■ **Data**
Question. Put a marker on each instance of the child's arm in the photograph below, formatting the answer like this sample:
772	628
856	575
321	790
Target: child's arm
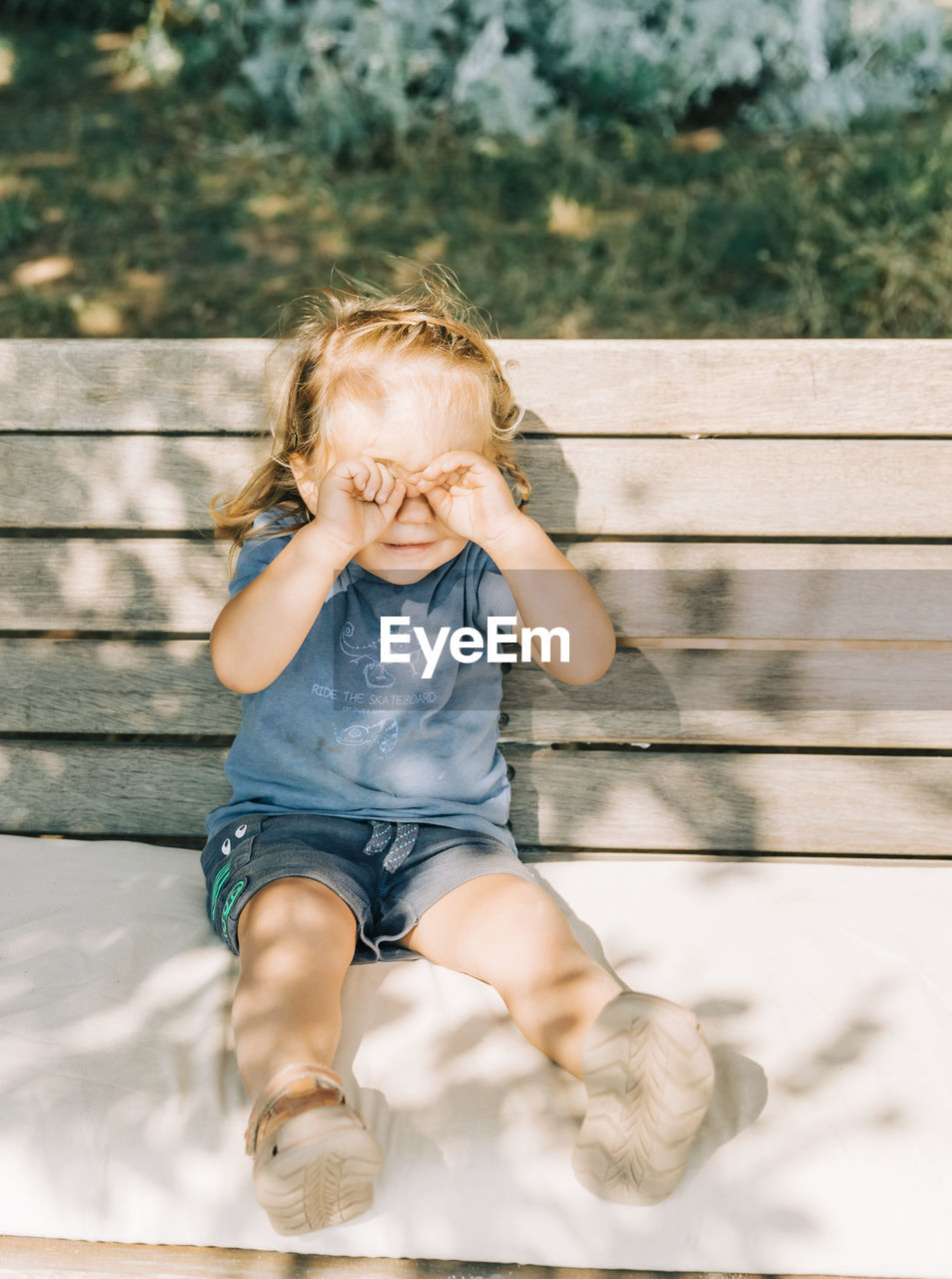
471	497
261	629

■ **What you should do**
The lines above must be transcribed exactly, with every picture left out.

■ **Solved exercise**
Question. Put a marker on each instance of the child's arm in the photograph below, formatting the answer like this sample:
772	628
856	575
321	790
Target: child's arm
471	497
261	629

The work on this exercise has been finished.